TASK BRIEF: For this exercise, repeat each entry exactly as written.
--- DATA FOR REVIEW Enclosed Below ---
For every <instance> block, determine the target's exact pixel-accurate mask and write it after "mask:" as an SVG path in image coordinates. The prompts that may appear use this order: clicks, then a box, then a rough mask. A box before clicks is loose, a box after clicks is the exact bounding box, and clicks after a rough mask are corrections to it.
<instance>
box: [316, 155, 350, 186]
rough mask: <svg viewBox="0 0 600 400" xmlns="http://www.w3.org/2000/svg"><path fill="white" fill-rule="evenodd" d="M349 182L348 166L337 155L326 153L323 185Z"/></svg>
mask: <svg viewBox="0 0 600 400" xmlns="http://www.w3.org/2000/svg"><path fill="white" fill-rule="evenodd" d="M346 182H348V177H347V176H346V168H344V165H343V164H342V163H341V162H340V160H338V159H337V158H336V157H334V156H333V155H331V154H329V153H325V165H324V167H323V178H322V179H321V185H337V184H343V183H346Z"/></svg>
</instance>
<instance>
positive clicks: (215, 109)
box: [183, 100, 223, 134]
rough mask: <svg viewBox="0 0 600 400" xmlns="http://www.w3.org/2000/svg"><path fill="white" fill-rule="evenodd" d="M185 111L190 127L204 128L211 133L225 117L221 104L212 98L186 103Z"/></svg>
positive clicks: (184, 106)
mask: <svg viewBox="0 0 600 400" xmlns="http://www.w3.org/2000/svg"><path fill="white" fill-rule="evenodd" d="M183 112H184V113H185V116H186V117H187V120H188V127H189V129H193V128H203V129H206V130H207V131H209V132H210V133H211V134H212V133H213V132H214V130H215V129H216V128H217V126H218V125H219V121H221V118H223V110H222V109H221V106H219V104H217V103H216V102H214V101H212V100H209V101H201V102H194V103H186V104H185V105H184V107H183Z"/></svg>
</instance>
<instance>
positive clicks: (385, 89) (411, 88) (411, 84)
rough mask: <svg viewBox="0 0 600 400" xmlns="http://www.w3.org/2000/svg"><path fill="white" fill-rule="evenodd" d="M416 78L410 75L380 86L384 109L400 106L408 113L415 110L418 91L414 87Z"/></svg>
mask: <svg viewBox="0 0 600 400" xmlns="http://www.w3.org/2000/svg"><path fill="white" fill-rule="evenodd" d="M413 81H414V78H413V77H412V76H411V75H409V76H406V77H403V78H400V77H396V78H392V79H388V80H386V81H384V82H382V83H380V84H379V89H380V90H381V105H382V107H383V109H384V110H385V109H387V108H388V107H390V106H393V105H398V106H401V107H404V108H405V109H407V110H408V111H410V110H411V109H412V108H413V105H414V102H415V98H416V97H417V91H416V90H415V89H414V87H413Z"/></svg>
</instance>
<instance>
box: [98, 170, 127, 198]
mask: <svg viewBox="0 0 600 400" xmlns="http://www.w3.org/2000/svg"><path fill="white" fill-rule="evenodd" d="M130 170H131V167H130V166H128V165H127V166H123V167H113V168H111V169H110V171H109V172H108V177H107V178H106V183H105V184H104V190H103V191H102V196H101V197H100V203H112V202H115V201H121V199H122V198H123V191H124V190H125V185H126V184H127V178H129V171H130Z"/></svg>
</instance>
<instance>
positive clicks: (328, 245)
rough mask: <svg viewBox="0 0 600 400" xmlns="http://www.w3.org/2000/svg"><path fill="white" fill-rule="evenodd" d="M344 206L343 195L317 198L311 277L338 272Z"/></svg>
--- End of Enclosed DATA FOR REVIEW ---
TASK RESULT:
For every <instance> block, determine the target's exact pixel-accurate mask and write it after "mask:" as an SVG path in image coordinates. The prompts that may appear use this order: clicks, then a box, then a rough mask. A box before clicks is loose, a box after clicks is the exact bounding box, and clicks after a rough mask are corrections to it.
<instance>
box: [316, 155, 350, 186]
rough mask: <svg viewBox="0 0 600 400" xmlns="http://www.w3.org/2000/svg"><path fill="white" fill-rule="evenodd" d="M349 182L348 166L337 155L326 153L323 185Z"/></svg>
mask: <svg viewBox="0 0 600 400" xmlns="http://www.w3.org/2000/svg"><path fill="white" fill-rule="evenodd" d="M346 182H348V177H347V176H346V168H344V165H343V164H342V163H341V162H340V160H338V159H337V158H336V157H334V156H333V155H331V154H329V153H325V165H324V167H323V178H322V179H321V185H337V184H343V183H346Z"/></svg>
</instance>
<instance>
positive clicks: (215, 109)
box: [183, 100, 223, 134]
rough mask: <svg viewBox="0 0 600 400" xmlns="http://www.w3.org/2000/svg"><path fill="white" fill-rule="evenodd" d="M185 111L190 127L204 128L211 133L225 117L221 104L212 98L186 103Z"/></svg>
positive clicks: (184, 106)
mask: <svg viewBox="0 0 600 400" xmlns="http://www.w3.org/2000/svg"><path fill="white" fill-rule="evenodd" d="M183 112H184V113H185V116H186V117H187V120H188V127H189V129H193V128H203V129H206V130H207V131H209V132H210V133H211V134H212V133H213V132H214V130H215V129H216V128H217V126H218V125H219V121H221V118H223V110H222V109H221V106H219V104H217V103H216V102H214V101H212V100H209V101H201V102H194V103H186V104H185V105H184V107H183Z"/></svg>
</instance>
<instance>
positive clicks: (385, 89) (411, 88) (411, 84)
rough mask: <svg viewBox="0 0 600 400" xmlns="http://www.w3.org/2000/svg"><path fill="white" fill-rule="evenodd" d="M416 78L410 75L380 86L384 109L400 106L408 113L415 110L418 91L414 87Z"/></svg>
mask: <svg viewBox="0 0 600 400" xmlns="http://www.w3.org/2000/svg"><path fill="white" fill-rule="evenodd" d="M413 81H414V78H413V77H412V76H411V75H409V76H406V77H403V78H400V77H396V78H392V79H388V80H386V81H384V82H382V83H380V84H379V89H380V90H381V105H382V107H383V109H384V110H385V109H387V108H388V107H390V106H393V105H398V106H401V107H404V108H405V109H407V110H408V111H410V110H411V109H412V108H413V105H414V102H415V98H416V97H417V91H416V90H415V89H414V87H413Z"/></svg>
</instance>
<instance>
box: [98, 170, 127, 198]
mask: <svg viewBox="0 0 600 400" xmlns="http://www.w3.org/2000/svg"><path fill="white" fill-rule="evenodd" d="M130 170H131V167H130V166H128V165H127V166H123V167H113V168H111V169H110V171H109V172H108V177H107V178H106V183H105V184H104V190H103V191H102V196H101V197H100V203H112V202H115V201H121V199H122V198H123V191H124V190H125V185H126V184H127V178H129V171H130Z"/></svg>
</instance>
<instance>
positive clicks: (328, 245)
rough mask: <svg viewBox="0 0 600 400" xmlns="http://www.w3.org/2000/svg"><path fill="white" fill-rule="evenodd" d="M344 206L343 195L317 198L311 277L338 272Z"/></svg>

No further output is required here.